--- WHAT TO WORK ON ---
a – In the Ghostlight film article, what occupation does Keith Kupferer's character have?
b – List every producer credited in the Ghostlight film article.
c – Reproduce word for word the passage of the Ghostlight film article that opens with the words containing "The film had" and closes with "John Cassavetes Award.".

--- EXTRACT TO READ ---
- Theatrical release poster
- Directed by: Kelly O'Sullivan; Alex Thompson;
- Written by: Kelly O'Sullivan
- Produced by: Ian Keiser; Alex Wilson; Pierce Cravens; Edwin Linker; Chelsea Krant; Alex Thompson;
- Starring: Keith Kupferer; Dolly de Leon; Katherine Mallen Kupferer; Tara Mallen; Hanna Dworkin; Tommy Rivera-Vega; Alma Washington; H.B. Ward; Dexter Zollicoffer; Deanna Dunagan; Francis Guinan;
- Cinematography: Luke Dyra
- Edited by: Mike S. Smith
- Music by: Quinn Tsan
- Production companies: Little Engine; Runaway Train;
- Distributed by: IFC Films; Sapan Studio;
- Release dates: January 18, 2024 (Sundance); June 14, 2024 (United States);
- Running time: 115 minutes
- Country: United States
- Language: English
- Box office: $767,934

= Ghostlight (2024 film) =

2024 film by Kelly O'Sullivan and Alex Thompson

Ghostlight is a 2024 American drama film directed by Kelly O'Sullivan and Alex Thompson from a screenplay by O'Sullivan. It stars Keith Kupferer as a middle-aged construction worker who unexpectedly joins a local theater's production of Romeo and Juliet. It also stars Dolly de Leon, Katherine Mallen Kupferer, Tara Mallen, Hanna Dworkin, Tommy Rivera-Vega, Alma Washington, H.B. Ward, Dexter Zollicoffer, Deanna Dunagan, and Francis Guinan.

The film had its world premiere at the Sundance Film Festival on January 18, 2024, and was theatrically released in the United States on June 14, 2024, by IFC Films and Sapan Studio. It received positive reviews from critics, with particular praise towards Kupferer's performance, and was named one of the top 10 independent films of 2024 by the National Board of Review. At the 40th Independent Spirit Awards, it was nominated for Best Lead Performance (for Kupferer) and the John Cassavetes Award.

--- Records from a data collection ---
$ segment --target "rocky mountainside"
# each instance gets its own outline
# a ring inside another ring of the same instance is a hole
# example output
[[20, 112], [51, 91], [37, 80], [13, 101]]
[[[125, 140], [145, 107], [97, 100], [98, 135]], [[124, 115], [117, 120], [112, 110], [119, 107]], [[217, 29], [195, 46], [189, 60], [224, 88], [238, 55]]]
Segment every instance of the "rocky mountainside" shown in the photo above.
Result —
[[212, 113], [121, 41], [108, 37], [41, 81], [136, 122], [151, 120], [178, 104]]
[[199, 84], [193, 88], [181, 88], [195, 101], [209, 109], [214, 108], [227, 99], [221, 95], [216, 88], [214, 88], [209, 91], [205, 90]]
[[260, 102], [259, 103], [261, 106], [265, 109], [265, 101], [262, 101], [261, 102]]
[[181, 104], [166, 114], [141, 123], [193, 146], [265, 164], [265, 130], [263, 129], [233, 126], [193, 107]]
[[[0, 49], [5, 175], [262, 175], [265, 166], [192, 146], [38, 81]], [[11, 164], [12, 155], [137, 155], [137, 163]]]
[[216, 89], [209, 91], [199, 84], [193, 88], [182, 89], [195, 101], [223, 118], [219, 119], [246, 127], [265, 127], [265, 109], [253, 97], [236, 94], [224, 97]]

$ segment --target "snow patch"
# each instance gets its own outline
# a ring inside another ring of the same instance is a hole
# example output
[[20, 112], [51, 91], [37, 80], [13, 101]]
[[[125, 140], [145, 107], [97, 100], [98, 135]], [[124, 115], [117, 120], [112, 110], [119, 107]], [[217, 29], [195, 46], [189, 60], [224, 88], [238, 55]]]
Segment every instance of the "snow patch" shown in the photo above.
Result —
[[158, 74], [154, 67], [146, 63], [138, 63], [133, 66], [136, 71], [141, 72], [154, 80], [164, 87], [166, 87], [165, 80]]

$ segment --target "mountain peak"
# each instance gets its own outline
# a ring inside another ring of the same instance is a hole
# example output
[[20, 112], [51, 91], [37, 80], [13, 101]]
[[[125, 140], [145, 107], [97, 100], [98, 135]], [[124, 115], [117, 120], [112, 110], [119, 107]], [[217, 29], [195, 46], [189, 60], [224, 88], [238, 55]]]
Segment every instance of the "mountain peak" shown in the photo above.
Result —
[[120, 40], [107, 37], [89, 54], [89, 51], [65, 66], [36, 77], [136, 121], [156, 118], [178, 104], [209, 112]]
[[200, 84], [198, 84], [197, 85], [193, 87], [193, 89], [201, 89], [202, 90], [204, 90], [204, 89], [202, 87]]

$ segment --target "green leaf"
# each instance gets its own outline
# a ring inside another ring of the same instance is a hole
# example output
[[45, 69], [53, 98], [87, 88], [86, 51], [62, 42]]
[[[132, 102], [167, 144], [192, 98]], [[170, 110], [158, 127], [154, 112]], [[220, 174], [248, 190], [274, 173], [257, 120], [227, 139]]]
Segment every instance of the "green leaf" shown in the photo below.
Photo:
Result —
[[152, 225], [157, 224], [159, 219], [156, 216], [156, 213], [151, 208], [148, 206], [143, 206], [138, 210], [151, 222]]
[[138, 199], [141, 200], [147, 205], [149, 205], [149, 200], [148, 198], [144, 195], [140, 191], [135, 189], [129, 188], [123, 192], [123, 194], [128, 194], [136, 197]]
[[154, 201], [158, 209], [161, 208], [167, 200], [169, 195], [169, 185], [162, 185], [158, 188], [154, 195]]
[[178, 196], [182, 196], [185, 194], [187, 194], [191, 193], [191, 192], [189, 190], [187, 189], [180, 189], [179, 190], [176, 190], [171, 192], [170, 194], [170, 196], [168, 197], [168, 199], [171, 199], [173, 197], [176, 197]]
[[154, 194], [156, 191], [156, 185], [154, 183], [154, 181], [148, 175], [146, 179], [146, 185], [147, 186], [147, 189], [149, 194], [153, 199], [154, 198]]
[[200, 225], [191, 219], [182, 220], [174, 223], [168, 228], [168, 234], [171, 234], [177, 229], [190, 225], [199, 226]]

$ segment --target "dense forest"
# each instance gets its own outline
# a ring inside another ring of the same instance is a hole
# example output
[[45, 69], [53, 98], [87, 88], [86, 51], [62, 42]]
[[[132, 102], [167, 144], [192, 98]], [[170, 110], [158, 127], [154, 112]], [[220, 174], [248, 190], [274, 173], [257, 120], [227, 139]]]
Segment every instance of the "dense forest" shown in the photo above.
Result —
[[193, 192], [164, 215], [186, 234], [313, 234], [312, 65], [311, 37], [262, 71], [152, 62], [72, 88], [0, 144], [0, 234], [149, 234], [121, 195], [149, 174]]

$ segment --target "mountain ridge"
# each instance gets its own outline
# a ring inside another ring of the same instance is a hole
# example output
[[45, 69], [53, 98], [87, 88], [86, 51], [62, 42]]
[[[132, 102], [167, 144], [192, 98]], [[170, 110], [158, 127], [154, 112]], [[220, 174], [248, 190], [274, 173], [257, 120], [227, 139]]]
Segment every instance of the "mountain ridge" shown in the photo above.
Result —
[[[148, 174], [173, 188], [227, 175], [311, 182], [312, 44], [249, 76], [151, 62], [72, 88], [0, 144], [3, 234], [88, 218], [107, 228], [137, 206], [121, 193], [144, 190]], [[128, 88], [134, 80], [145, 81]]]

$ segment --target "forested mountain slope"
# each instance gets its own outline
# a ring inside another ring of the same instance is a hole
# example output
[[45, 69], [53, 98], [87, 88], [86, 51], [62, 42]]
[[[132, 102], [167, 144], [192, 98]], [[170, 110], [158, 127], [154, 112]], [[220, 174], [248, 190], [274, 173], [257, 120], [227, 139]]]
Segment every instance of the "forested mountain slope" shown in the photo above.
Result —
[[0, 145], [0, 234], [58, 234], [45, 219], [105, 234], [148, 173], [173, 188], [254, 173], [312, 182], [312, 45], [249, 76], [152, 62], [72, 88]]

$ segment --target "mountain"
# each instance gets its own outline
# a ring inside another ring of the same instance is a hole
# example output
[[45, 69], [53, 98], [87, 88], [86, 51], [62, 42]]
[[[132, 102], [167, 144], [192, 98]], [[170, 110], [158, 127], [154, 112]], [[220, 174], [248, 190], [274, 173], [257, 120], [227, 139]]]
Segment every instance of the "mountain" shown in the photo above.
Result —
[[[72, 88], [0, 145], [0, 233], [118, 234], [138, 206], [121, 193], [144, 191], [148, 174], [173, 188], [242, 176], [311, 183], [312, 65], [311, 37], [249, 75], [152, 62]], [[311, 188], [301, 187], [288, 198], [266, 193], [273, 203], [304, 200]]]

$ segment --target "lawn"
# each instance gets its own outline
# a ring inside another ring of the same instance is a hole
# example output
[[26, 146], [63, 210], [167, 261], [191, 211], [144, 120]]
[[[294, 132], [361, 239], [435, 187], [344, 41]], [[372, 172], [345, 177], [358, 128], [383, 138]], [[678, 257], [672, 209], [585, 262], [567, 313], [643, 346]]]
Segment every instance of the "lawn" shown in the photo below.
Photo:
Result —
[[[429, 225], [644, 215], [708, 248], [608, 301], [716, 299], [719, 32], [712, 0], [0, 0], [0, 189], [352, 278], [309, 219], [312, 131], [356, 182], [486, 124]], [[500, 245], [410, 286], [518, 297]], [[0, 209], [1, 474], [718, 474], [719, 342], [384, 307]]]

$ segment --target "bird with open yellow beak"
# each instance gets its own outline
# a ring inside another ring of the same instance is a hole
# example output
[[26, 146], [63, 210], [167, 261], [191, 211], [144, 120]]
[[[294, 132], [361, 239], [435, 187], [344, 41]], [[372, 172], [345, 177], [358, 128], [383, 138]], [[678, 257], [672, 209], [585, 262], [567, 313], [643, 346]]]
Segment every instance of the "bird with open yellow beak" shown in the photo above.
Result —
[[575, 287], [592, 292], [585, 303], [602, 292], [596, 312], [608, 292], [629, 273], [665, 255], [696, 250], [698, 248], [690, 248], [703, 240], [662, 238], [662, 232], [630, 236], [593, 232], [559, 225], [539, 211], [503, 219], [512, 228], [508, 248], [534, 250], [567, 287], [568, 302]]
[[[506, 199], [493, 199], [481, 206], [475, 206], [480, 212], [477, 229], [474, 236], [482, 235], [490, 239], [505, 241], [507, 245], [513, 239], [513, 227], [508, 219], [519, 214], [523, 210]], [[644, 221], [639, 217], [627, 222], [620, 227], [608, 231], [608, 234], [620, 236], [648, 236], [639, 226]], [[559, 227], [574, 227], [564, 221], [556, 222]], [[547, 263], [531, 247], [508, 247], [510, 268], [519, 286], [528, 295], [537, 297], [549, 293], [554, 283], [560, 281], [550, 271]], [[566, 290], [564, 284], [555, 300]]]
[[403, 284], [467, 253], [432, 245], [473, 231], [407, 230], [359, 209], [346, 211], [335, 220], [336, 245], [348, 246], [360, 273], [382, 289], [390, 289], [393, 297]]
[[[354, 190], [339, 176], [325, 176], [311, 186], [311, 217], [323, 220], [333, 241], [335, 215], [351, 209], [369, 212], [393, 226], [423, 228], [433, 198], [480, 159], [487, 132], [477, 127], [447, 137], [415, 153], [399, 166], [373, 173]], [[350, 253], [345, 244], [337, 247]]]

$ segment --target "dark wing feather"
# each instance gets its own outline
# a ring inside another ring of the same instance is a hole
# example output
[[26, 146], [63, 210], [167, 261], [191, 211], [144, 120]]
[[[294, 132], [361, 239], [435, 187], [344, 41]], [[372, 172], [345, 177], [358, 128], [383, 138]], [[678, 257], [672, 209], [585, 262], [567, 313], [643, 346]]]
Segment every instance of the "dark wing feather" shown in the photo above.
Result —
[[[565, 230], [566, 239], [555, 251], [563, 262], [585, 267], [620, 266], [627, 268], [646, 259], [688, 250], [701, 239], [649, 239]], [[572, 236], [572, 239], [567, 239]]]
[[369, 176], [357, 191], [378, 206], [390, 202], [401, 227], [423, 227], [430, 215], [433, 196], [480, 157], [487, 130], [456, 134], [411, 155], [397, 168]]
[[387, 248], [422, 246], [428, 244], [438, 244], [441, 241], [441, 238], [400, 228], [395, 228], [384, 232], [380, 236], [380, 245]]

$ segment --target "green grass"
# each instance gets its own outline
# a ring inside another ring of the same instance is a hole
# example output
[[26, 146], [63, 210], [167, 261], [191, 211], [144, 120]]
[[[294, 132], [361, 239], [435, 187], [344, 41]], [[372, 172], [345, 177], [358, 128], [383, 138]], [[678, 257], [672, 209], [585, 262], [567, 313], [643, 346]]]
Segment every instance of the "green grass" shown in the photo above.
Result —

--- TASK RESULTS ---
a – He plays a middle-aged construction worker.

b – Ian Keiser, Alex Wilson, Pierce Cravens, Edwin Linker, Chelsea Krant, Alex Thompson

c –
The film had its world premiere at the Sundance Film Festival on January 18, 2024, and was theatrically released in the United States on June 14, 2024, by IFC Films and Sapan Studio. It received positive reviews from critics, with particular praise towards Kupferer's performance, and was named one of the top 10 independent films of 2024 by the National Board of Review. At the 40th Independent Spirit Awards, it was nominated for Best Lead Performance (for Kupferer) and the John Cassavetes Award.